Referring expression data
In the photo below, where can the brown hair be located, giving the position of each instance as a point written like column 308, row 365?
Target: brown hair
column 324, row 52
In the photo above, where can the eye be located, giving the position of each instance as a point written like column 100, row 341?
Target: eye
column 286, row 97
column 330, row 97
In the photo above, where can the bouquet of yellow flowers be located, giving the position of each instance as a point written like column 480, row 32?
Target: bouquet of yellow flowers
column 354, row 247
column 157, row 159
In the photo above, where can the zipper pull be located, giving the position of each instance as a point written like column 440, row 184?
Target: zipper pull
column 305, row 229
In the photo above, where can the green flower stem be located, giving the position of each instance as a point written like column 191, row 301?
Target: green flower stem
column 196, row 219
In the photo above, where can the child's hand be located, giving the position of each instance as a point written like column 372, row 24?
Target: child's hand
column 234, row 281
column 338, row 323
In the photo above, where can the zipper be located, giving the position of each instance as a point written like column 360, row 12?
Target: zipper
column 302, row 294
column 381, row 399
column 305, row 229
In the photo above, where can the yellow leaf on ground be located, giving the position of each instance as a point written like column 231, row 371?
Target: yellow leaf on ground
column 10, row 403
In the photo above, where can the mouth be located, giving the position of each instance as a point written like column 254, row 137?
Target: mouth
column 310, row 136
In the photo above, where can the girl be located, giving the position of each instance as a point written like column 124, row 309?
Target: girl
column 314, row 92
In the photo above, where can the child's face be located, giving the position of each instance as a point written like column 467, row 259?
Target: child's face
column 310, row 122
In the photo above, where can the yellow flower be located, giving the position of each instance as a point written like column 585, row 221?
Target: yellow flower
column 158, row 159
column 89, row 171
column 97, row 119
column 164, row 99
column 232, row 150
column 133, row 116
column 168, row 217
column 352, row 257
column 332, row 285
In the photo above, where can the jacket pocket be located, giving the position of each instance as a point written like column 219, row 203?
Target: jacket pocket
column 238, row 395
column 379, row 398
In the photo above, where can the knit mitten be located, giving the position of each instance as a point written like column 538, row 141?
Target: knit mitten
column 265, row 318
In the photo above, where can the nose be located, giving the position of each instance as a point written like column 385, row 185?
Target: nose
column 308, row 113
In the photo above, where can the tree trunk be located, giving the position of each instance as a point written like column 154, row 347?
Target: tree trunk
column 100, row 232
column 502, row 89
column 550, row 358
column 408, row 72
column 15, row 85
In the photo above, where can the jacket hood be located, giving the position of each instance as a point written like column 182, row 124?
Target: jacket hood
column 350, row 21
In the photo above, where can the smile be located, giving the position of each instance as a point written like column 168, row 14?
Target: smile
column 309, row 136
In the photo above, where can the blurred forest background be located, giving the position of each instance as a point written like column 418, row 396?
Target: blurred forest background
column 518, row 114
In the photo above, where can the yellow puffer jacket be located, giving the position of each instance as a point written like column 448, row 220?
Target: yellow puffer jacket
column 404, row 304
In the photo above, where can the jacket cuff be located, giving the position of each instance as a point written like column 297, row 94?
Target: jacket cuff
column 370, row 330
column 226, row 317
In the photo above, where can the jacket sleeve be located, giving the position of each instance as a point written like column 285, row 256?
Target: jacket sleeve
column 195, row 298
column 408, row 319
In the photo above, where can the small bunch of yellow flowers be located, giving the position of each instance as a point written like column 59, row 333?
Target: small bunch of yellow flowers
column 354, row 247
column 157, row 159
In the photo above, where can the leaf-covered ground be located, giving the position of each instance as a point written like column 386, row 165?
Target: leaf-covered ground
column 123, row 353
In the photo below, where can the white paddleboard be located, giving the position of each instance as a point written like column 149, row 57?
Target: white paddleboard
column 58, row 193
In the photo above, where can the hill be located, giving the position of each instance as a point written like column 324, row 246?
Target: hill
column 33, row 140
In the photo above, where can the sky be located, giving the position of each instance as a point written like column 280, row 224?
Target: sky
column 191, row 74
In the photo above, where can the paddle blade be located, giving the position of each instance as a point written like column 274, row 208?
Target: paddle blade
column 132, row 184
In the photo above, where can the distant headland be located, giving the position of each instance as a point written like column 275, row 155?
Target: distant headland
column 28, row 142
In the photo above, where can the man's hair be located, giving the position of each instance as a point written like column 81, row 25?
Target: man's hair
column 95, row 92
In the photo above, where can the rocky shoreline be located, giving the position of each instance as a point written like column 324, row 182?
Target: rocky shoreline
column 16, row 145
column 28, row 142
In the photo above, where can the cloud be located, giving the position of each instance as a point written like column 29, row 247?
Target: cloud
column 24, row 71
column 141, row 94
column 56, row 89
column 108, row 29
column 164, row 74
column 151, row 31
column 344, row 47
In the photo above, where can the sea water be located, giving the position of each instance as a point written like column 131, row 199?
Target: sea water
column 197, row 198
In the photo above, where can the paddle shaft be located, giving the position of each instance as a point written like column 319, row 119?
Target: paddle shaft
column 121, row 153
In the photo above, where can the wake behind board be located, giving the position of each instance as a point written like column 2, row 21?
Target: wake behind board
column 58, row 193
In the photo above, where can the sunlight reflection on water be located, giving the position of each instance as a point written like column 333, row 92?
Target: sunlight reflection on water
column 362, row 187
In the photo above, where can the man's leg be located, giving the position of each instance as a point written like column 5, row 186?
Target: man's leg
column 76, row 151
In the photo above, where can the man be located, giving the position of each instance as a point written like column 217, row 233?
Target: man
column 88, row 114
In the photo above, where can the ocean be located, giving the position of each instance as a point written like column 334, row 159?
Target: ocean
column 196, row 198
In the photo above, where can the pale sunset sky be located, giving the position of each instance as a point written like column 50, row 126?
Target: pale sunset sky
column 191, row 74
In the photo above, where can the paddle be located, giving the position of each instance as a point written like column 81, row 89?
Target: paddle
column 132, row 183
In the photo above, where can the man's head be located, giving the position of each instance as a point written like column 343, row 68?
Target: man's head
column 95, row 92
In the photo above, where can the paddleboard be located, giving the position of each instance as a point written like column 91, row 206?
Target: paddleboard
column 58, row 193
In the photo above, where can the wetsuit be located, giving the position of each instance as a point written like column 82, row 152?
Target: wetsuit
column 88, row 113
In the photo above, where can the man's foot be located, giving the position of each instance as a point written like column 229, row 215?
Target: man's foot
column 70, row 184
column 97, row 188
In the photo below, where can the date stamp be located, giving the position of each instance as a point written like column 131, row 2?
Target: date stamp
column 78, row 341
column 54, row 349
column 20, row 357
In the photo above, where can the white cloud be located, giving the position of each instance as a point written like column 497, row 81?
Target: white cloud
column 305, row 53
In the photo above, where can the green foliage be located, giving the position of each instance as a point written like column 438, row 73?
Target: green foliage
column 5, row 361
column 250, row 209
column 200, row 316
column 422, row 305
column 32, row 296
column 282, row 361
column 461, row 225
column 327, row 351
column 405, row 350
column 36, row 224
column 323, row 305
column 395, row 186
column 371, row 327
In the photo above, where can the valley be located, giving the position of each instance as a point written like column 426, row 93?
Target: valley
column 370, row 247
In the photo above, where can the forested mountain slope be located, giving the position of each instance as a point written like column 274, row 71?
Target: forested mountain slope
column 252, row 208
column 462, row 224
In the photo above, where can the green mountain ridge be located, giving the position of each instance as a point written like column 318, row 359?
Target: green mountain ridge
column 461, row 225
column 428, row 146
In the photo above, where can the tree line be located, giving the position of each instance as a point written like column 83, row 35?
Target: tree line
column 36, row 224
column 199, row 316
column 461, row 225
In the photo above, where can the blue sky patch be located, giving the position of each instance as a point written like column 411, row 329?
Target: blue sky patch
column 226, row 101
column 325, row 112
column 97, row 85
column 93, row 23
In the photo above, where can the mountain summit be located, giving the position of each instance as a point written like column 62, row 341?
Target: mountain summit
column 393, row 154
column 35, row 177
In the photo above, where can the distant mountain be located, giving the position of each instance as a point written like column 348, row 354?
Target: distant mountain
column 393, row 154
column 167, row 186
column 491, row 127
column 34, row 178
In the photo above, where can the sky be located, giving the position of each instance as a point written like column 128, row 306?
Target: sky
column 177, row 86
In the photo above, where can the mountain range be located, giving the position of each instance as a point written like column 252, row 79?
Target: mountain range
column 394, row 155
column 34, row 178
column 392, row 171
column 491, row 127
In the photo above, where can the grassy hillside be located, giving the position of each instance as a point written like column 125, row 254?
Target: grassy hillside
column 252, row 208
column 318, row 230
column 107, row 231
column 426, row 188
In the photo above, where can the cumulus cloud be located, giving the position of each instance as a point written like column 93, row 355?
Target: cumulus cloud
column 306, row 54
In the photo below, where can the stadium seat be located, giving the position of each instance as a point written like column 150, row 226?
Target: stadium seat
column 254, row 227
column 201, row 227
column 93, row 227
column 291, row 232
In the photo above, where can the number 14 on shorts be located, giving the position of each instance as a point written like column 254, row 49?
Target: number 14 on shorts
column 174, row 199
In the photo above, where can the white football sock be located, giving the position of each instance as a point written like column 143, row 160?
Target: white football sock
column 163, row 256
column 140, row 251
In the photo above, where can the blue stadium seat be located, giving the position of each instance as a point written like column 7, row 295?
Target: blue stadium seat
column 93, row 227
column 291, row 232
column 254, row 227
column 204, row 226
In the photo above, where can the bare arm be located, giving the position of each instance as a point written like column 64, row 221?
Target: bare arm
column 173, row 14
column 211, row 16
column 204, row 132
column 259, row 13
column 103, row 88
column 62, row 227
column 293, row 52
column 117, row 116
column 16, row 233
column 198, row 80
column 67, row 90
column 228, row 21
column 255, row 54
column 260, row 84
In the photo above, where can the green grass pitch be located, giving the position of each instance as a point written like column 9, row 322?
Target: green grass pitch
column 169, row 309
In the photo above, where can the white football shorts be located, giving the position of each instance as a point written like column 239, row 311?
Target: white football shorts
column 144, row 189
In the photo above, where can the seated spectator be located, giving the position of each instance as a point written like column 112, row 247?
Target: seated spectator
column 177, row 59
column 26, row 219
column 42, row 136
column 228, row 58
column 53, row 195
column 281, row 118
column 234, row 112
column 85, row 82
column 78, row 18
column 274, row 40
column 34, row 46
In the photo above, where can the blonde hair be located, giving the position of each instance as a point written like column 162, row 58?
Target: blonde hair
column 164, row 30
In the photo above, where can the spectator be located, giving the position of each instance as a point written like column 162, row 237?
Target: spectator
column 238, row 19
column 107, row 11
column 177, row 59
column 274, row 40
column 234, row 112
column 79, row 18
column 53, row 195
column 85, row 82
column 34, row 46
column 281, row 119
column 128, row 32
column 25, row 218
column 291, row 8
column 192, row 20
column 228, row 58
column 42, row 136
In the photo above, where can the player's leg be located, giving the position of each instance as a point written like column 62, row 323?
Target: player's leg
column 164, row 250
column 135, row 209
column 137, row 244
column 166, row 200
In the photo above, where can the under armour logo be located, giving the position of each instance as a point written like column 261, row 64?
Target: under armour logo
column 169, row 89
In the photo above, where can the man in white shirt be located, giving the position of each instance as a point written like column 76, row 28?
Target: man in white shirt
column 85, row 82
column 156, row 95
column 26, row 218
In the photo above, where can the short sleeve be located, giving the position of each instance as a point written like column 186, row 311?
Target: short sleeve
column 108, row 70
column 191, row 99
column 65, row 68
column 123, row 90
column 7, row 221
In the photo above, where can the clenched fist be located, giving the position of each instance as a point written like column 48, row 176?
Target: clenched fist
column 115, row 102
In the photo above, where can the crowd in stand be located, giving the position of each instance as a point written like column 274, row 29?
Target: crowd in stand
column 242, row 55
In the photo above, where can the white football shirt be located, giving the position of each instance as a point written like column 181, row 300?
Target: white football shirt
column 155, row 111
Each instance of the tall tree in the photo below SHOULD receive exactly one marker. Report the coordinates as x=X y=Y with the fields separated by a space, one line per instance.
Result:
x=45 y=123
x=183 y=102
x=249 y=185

# Exercise requirements
Could you reproduce exactly the lines of the entries above, from the one with "In the photo above, where can the forested" through the one with "In the photo above, where can the green mountain", and nothing else?

# Task output
In the photo above, where can the forested mountain slope be located, giving the position of each instance as a point written like column 274, row 71?
Target: forested mountain slope
column 252, row 208
column 462, row 224
In the photo above, where can the green mountain ridge be located, giving the position of each instance as a point written like column 318, row 359?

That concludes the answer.